> **Prompt 1**
According to the passage on water risks for meat producers, where is Inghams Group building an on-site bore water treatment plant?
> **Prompt 2**
In the passage on water risks for meat producers, rewrite the part starting with "Companies are also" and going on through "waste pollution problems.", substituting "renewable gas" for "biogas".

> **Source extract**
>>>
In fact, companies assessed by the Coller FAIRR Protein Producer Index are already being financially impacted by these risks. Inghams Group Ltd, an Australian-based meat producer, discloses being challenged by higher operational costs related to water scarcity, namely higher feed costs and increasing competition for scarce water in processing plants. To combat the reliance on town‑supplied water, which can become stressed due to lower supply in drought conditions, Inghams Group is investing in an on‑site bore water treatment plant in its Te Aroha processing plant in New Zealand to reuse water, an example of sound water risk mitigation.
Companies are also exposed to the material risks of stricter environmental regulations and litigations related to water pollution. Following several fines for violations of environmental protection laws due to manure spills and water pollution in North Carolina, Smithfield Foods announced a $500 million joint venture to produce biogas by capturing the methane from lagoons and transporting it through pipelines to a processing plant. However, NGOs and rural communities are questioning this system as a solution to the hog waste pollution problems.
How investors can act on water risks
In 2016, a group of institutional investors representing $1 trillion in assets urged some of the world’s largest meat producers (namely, JBS, Perdue Farms and Smithfield Foods) to take greater action on water scarcity and pollution. Tyson Foods has also received several shareholder resolutions by investors asking the company to implement a policy to reduce risks of water pollution. Investors highlight the companies face risks to operate, as well as reputational, and financial risks as consumer attention to the environmental impacts of meat production increase.
<<<
> **Record excerpts**
>>>
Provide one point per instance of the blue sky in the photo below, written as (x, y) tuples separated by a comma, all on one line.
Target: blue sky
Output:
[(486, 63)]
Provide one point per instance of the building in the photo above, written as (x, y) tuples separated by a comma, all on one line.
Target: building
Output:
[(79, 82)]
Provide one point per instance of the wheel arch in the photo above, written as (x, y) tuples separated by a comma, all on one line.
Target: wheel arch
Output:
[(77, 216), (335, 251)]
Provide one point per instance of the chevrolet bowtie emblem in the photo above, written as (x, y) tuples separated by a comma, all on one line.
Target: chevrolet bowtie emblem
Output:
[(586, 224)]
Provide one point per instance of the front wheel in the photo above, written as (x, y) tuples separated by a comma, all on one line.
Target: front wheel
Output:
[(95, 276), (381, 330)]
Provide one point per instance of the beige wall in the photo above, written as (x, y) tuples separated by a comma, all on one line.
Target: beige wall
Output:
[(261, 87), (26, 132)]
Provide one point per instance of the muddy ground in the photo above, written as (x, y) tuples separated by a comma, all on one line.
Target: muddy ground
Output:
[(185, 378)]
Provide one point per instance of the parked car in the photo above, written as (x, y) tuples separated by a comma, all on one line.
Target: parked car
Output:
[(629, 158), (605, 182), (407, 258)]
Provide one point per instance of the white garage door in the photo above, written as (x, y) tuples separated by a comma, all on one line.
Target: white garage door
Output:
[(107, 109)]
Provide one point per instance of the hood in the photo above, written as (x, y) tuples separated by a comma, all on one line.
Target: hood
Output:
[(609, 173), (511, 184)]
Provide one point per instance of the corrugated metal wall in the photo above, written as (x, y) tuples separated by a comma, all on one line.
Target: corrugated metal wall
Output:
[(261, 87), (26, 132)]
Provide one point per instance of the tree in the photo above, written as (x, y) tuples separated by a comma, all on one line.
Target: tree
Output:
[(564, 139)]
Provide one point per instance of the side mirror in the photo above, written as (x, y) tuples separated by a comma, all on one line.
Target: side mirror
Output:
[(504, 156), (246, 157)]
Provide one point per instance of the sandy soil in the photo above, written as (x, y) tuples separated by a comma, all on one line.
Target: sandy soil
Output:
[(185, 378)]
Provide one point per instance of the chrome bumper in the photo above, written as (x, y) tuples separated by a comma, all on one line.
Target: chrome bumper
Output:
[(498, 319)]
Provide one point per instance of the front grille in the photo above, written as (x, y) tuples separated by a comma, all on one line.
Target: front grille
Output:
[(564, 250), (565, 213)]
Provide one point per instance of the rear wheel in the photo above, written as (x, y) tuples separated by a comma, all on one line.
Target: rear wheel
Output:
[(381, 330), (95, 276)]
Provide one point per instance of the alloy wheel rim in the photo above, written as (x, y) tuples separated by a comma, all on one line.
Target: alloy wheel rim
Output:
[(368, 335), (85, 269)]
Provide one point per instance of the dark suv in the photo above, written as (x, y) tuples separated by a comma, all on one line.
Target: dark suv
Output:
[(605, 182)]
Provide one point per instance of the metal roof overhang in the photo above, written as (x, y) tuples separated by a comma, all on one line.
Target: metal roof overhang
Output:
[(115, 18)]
<<<
> **Written answer 1**
At its Te Aroha processing plant in New Zealand.

> **Written answer 2**
Companies are also exposed to the material risks of stricter environmental regulations and litigations related to water pollution. Following several fines for violations of environmental protection laws due to manure spills and water pollution in North Carolina, Smithfield Foods announced a $500 million joint venture to produce renewable gas by capturing the methane from lagoons and transporting it through pipelines to a processing plant. However, NGOs and rural communities are questioning this system as a solution to the hog waste pollution problems.